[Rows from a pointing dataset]
========
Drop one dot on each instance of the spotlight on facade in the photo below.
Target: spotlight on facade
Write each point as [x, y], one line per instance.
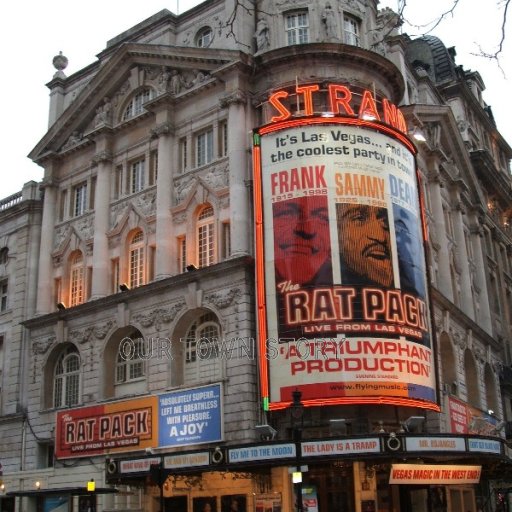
[418, 135]
[413, 423]
[338, 426]
[266, 432]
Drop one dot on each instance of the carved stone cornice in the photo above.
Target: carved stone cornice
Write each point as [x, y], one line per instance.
[222, 299]
[101, 330]
[236, 97]
[158, 316]
[102, 156]
[162, 129]
[81, 336]
[42, 346]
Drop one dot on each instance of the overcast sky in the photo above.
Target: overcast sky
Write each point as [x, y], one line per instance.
[35, 31]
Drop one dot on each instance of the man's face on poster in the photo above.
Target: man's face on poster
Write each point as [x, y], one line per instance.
[301, 238]
[364, 240]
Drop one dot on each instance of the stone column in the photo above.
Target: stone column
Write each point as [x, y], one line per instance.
[100, 259]
[44, 281]
[484, 317]
[166, 251]
[238, 193]
[462, 253]
[444, 283]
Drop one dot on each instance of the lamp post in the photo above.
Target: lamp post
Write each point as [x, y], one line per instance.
[156, 473]
[297, 416]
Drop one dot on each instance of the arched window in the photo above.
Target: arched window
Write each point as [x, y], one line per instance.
[136, 259]
[130, 362]
[66, 382]
[204, 37]
[202, 361]
[135, 107]
[205, 237]
[76, 279]
[297, 28]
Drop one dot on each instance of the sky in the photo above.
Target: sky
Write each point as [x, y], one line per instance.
[38, 30]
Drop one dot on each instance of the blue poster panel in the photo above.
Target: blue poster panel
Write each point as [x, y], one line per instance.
[190, 416]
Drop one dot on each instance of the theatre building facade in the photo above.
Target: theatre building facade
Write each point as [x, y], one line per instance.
[273, 261]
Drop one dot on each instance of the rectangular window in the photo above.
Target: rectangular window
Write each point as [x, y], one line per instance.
[57, 290]
[80, 200]
[137, 176]
[151, 263]
[226, 241]
[182, 254]
[183, 154]
[136, 267]
[205, 244]
[1, 353]
[76, 290]
[153, 173]
[115, 275]
[351, 31]
[3, 295]
[297, 28]
[72, 382]
[62, 205]
[93, 193]
[204, 148]
[223, 139]
[118, 182]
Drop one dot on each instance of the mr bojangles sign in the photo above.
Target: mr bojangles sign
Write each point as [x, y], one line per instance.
[434, 474]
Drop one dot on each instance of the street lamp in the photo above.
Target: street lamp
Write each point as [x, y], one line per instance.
[297, 416]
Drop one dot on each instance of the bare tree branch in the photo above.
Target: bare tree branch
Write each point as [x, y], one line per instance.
[435, 22]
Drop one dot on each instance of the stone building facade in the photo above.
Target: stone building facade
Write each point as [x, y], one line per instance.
[146, 261]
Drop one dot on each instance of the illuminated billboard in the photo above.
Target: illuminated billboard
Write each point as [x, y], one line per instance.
[177, 418]
[343, 310]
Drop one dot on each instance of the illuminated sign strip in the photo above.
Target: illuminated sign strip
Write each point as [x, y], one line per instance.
[420, 474]
[339, 120]
[340, 447]
[484, 445]
[445, 444]
[137, 465]
[261, 453]
[185, 460]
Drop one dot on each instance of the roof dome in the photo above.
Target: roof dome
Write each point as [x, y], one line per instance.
[430, 54]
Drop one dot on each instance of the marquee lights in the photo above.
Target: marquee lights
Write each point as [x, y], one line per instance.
[340, 100]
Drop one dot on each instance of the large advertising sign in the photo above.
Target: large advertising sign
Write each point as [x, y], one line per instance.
========
Return, unchanged, each line from the line containing "Drop one dot on each instance of the illuminated billboard" through the last line of the material.

Drop one dot on each instance of the illuminated billboard in the photo above.
Target: illuminated billboard
Write each point as [x, y], one line per instance.
[177, 418]
[343, 310]
Drop one dot on each instance of the illuminated sign strip in the photo above.
Target: illuminated sign strip
Write each point as [x, y], one line per instance.
[420, 474]
[339, 120]
[340, 447]
[484, 445]
[445, 444]
[137, 465]
[261, 453]
[185, 460]
Drop one dot on each instance of the roof dome in the photo above.
Target: roof dome
Write each point as [x, y], one line per instance.
[430, 54]
Drop one dot on each instance of the marquee lights in the photo above.
Target: marquee lights
Write each point as [x, y], one line per instance.
[340, 100]
Drop one dot on each instance of the large advertising sign in the photo above.
Target: large advertising sign
Write each point as [x, y], one line per instance.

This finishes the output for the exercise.